Box annotations for photos:
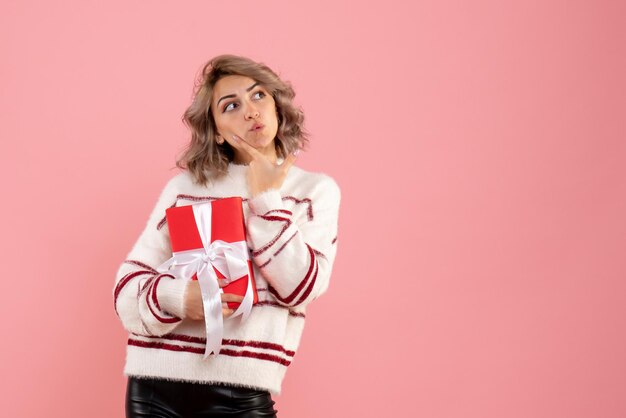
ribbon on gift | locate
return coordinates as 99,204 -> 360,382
157,202 -> 254,359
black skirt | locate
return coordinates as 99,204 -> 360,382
126,376 -> 278,418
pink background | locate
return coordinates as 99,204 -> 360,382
0,0 -> 626,418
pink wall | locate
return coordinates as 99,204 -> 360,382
0,0 -> 626,418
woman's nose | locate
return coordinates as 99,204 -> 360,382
241,104 -> 259,119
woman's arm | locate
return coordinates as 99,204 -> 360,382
247,175 -> 341,307
113,175 -> 187,336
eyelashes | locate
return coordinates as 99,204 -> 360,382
222,90 -> 266,113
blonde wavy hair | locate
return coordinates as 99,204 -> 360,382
176,54 -> 309,185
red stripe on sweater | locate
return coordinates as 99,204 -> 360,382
268,243 -> 316,304
296,260 -> 320,305
252,220 -> 291,257
220,349 -> 291,367
113,270 -> 154,313
253,300 -> 306,318
128,338 -> 291,366
263,209 -> 293,216
133,333 -> 296,357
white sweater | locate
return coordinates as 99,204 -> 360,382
113,163 -> 340,394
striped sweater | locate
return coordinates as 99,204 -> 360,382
113,162 -> 340,394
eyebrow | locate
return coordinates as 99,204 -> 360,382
215,81 -> 259,107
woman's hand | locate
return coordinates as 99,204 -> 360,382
229,135 -> 298,197
185,280 -> 243,321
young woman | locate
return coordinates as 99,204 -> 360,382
113,55 -> 340,417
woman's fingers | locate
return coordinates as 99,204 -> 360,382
222,293 -> 243,302
232,135 -> 267,160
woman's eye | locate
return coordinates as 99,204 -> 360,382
224,90 -> 265,112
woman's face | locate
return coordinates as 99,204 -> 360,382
211,75 -> 278,155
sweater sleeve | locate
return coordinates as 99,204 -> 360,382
113,176 -> 187,336
247,175 -> 341,307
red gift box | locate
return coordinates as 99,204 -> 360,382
165,197 -> 258,309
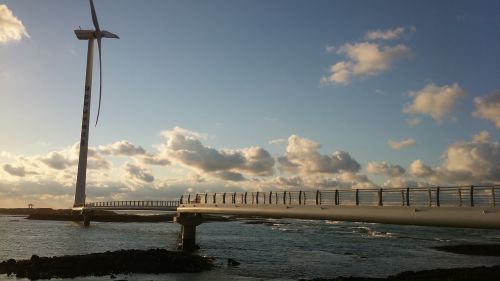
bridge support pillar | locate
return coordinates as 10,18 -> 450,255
174,213 -> 203,252
82,211 -> 92,227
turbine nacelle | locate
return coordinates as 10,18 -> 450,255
75,29 -> 120,40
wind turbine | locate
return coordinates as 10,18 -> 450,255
73,0 -> 119,207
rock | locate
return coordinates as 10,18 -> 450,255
227,259 -> 240,266
0,249 -> 213,280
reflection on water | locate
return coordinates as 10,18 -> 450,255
0,216 -> 500,280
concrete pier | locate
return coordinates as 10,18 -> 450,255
82,210 -> 92,227
174,213 -> 203,252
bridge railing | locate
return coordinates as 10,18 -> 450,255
85,200 -> 180,209
179,185 -> 500,207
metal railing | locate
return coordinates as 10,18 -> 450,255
85,200 -> 180,209
179,185 -> 500,207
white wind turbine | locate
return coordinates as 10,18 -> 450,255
73,0 -> 119,207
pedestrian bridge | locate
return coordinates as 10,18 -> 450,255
177,185 -> 500,229
73,185 -> 500,251
78,200 -> 179,212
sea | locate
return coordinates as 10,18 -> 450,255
0,215 -> 500,281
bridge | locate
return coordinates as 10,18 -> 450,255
74,185 -> 500,250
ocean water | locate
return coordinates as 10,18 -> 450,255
0,213 -> 500,280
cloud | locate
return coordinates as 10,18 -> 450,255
160,127 -> 274,177
472,91 -> 500,129
278,135 -> 361,175
2,164 -> 35,177
406,117 -> 422,126
409,135 -> 500,184
325,45 -> 337,53
39,151 -> 71,170
387,138 -> 417,150
320,42 -> 412,85
123,162 -> 155,183
98,140 -> 146,156
365,26 -> 416,40
0,4 -> 29,44
140,155 -> 172,166
269,139 -> 287,145
408,159 -> 435,178
403,83 -> 467,124
366,162 -> 405,177
472,131 -> 491,142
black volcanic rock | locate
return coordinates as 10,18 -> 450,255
0,249 -> 213,280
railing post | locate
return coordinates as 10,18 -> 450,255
436,186 -> 441,207
458,187 -> 462,207
491,186 -> 496,208
406,187 -> 410,206
378,188 -> 384,206
427,188 -> 432,207
470,185 -> 474,207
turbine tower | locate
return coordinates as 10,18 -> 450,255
73,0 -> 119,207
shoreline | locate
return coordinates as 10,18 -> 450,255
0,249 -> 214,280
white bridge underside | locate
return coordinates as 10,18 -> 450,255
177,204 -> 500,229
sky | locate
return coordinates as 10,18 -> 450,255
0,0 -> 500,208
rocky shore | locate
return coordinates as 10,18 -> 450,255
302,265 -> 500,281
0,249 -> 213,280
0,208 -> 230,222
301,244 -> 500,281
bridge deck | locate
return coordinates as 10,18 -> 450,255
78,201 -> 179,211
177,185 -> 500,229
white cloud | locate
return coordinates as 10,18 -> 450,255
160,127 -> 274,179
98,140 -> 146,156
473,91 -> 500,129
409,135 -> 500,184
2,164 -> 36,177
269,139 -> 287,145
366,162 -> 405,177
123,162 -> 155,183
403,83 -> 467,124
325,45 -> 337,53
472,131 -> 491,142
0,4 -> 29,44
406,117 -> 422,126
365,26 -> 416,40
408,159 -> 434,178
387,138 -> 417,150
320,42 -> 412,85
278,135 -> 361,175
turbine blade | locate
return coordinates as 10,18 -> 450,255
90,0 -> 101,33
91,37 -> 102,126
101,30 -> 120,39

What is asked
Copy out the lines from the one holding "bridge deck | locate" through the last line, inclusive.

Result of this task
bridge deck | locate
return coordinates as 10,18 -> 450,255
78,201 -> 179,211
177,185 -> 500,229
white cloud | locate
return coordinates as 10,18 -> 450,255
160,127 -> 274,179
98,140 -> 146,156
473,91 -> 500,129
409,135 -> 500,184
2,164 -> 36,177
269,139 -> 287,145
366,162 -> 405,177
123,162 -> 155,183
403,83 -> 467,124
325,45 -> 337,53
472,131 -> 491,142
0,4 -> 29,44
406,117 -> 422,126
365,26 -> 416,40
408,159 -> 434,178
387,138 -> 417,150
320,42 -> 412,85
278,135 -> 361,175
turbine blade | locate
return coordinates as 10,18 -> 450,255
90,0 -> 101,33
91,37 -> 102,126
101,30 -> 120,39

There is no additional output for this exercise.